SELECTED EXTRACT:
>>>>>

If you’re a nurse or are thinking about becoming one, there are several steps you can take to ensure a solid start in this field. The following five tips will help you enjoy a successful nursing career.
Investigate Your Options
The nursing universe constantly expands, filling with new specialties and advanced credentials. According to the U.S. Bureau of Labor Statistics, only 60% of nursing positions are in hospitals. The remaining 40% were in a wide range of settings, including ambulatory clinics, nursing homes, and educational settings.
While burnout continues to be a significant issue, finding a nursing niche that matches your abilities and temperament will help you stay in the field. Not a fan of rotating shifts in a fast-paced setting? Consider a daylight-only position at a group home. Love adventure? Travel nursing may be for you. Taking the time to talk to other nurses will help you explore your options and find a career that suits you.
Hone Your Skills
Although nursing is about being a compassionate advocate for your patients, it’s also about starting IVs, dressing wounds, and titrating oxygen to patient needs. Since you’re caring for so many patients with so many medical conditions, you need to be able to perform clinical skills quickly and reliably. If your bedside nursing skills are at all questionable, many hospitals and nursing agencies have a nurse educator or other medical educator on staff to assist you with skills development.
Even though you must be competent in all skills, there is one that stands above all others in its importance: assessment. Since doctors and other medical staff can’t be present to see their patients throughout the day, you need to be able to get blood pressure, breath sounds, and other assessment data reliably. Your assessments drive clinicians’ care decisions and directly impact patient outcomes. Therefore, you must ensure your assessment skills are finely tuned.
Know Your Meds
On a related note, knowing your medications is crucial. At a minimum, for each medication, you should understand why the patient takes it, how you can assess its effectiveness, common side effects, and any red flag signs that require an immediate call to a patient’s healthcare provider.
If you’re employed in a hospital system, your medication administration system will often flash a reminder to check lab values, blood pressure, or other necessary assessment information. Such systems typically also allow you to look up basics about medications. Like skills, however, you need to know all about medications. An online CME Nurse Practitioner pharmacology program will help you develop the knowledge needed to administer medications safely.

<<<<<

RECORDED INFORMATION:
>>>>>

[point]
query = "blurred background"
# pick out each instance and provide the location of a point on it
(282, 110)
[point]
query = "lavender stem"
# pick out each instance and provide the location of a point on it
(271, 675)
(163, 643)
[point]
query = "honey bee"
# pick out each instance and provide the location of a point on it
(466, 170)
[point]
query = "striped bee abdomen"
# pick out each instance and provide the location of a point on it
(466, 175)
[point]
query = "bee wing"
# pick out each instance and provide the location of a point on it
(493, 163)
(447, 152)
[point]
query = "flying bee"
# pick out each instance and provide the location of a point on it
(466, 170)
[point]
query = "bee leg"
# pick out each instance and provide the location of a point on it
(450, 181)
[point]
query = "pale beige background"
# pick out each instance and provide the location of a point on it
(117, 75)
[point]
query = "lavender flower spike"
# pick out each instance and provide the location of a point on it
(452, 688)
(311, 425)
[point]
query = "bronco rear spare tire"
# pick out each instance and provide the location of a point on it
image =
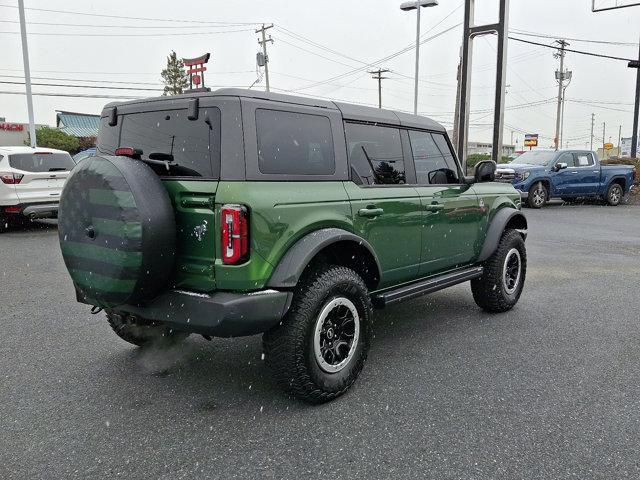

<<<<<

ASSIGNMENT 1:
In the nursing career tips, what percentage of nursing positions are in hospitals, according to the U.S. Bureau of Labor Statistics?
ASSIGNMENT 2:
Pick up the nursing career tips after their final sentence and continue them.

RESPONSE 1:
Only 60% of nursing positions are in hospitals.

RESPONSE 2:
Practice Documentation
Documentation is often seen as an afterthought. The truth, however, stands: If you didn’t document it, you didn’t do it. Documentation provides proof of your professional competency and diligent care of your patients. It can also be brought to court as evidence.
To ensure your documentation supports your professional nursing practice, you need to be able to produce it quickly and accurately. While work provides many opportunities to document patient care, it is not always the best practice setting. Instead, consider writing timed practice notes. Focus on increasing your speed with accuracy. If it helps, you can develop a standard template for your nurse’s notes to structure and streamline your process.
Get a Mentor
Although you’re surrounded by nurses all day, finding time to talk can be nearly impossible outside of report. Patient hand-off reports are for communicating the information needed for continuity of care. They are not a good time to ask questions about your charting or care.
A mentor you can speak with outside of working hours will give you a sounding board for your inspiration and frustration. If your workplace doesn’t have a formal mentorship program, look for an experienced mentor. Then, meet with him or her to discuss your practice and strategies for improving any areas of concern.
While this advice doesn’t address every issue you might face as a nurse, following these five tips will give you a solid foundation. It will also give you the resources to support your practice and yourself as you work in this grueling and gratifying field.